- What needs to be done -
Copy out, exactly as given, every line from the line with "like x=224 y=174." to the end of the listing, both of those lines included.

[Records from a point labeling set]
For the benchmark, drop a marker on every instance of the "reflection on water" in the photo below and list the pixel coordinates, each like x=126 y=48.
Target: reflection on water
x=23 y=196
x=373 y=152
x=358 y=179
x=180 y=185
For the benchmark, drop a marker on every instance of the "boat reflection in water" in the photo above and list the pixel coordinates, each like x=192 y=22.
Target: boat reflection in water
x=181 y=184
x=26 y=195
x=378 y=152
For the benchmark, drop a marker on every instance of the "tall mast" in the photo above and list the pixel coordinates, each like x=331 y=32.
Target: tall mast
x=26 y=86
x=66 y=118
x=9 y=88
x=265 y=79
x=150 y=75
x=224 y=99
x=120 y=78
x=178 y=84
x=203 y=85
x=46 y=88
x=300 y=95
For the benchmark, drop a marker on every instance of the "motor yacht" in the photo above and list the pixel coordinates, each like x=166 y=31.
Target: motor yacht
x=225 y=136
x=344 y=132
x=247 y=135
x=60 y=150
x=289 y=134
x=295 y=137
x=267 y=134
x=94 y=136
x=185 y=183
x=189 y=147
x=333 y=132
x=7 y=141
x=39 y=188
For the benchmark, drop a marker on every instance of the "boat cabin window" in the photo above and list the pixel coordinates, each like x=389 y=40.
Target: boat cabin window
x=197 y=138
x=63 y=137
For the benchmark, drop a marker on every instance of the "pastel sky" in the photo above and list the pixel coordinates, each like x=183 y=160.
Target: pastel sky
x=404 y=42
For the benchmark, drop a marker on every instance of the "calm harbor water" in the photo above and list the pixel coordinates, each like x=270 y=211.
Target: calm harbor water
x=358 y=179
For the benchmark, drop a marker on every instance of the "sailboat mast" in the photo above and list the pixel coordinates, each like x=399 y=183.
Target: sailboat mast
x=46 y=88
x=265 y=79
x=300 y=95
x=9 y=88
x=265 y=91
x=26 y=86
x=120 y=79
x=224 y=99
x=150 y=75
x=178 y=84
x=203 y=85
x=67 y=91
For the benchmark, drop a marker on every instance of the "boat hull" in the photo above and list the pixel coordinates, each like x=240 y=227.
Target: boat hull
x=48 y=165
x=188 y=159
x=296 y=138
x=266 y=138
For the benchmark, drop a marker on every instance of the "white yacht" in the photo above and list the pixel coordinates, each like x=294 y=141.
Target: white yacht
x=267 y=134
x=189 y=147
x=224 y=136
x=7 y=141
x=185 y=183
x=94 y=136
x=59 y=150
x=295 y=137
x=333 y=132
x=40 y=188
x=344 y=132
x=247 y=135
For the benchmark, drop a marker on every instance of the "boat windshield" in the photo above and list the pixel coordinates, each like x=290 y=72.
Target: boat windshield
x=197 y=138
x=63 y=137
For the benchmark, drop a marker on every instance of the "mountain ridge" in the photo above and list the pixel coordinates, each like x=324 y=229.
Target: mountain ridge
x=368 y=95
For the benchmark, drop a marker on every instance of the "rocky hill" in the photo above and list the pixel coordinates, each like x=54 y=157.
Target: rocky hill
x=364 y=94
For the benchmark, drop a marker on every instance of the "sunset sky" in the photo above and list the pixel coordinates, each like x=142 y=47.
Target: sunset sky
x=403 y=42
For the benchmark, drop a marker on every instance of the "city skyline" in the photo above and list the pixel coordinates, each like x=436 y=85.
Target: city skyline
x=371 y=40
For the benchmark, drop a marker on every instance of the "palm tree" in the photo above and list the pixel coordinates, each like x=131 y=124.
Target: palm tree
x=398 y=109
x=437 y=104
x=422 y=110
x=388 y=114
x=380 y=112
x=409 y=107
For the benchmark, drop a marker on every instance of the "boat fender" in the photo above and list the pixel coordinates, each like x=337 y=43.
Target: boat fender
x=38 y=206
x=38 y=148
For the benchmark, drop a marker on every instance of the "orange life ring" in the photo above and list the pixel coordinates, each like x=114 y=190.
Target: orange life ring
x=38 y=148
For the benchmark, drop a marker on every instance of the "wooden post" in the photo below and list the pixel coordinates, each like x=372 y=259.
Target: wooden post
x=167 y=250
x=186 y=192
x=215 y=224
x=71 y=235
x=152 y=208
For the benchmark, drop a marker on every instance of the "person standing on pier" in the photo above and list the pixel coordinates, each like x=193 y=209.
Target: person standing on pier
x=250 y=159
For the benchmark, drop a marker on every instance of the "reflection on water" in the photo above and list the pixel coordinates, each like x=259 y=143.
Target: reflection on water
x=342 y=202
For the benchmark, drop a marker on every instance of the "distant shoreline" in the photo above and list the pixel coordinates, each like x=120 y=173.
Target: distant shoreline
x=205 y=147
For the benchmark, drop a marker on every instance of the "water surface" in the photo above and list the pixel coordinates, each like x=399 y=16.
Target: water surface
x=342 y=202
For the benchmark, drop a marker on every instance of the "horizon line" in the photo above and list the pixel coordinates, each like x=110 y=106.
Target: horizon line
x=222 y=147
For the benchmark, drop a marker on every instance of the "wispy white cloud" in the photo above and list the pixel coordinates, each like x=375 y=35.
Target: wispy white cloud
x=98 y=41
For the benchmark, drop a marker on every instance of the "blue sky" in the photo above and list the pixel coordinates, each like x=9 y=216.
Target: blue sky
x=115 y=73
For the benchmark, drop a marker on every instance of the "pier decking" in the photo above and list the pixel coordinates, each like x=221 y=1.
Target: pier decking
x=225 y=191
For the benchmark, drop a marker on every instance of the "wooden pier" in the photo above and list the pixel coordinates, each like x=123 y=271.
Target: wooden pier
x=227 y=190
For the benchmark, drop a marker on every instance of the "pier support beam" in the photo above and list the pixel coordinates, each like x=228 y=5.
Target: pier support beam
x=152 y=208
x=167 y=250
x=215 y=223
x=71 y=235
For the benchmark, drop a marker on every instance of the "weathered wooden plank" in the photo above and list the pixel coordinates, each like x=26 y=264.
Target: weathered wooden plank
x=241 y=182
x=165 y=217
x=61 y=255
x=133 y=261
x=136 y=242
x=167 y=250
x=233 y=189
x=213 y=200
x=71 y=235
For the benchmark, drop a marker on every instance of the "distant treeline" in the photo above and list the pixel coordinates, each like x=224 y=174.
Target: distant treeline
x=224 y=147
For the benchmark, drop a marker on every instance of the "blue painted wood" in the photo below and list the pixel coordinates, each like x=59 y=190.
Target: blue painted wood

- Result -
For the benchmark, drop a marker on every instance of the "distant treeline" in the photo above and list the pixel coordinates, each like x=224 y=174.
Target: distant treeline
x=224 y=147
For the benchmark, drop a marker on every instance of the "blue painted wood" in the photo below and list the pixel coordinates, each like x=59 y=190.
Target: blue painted wood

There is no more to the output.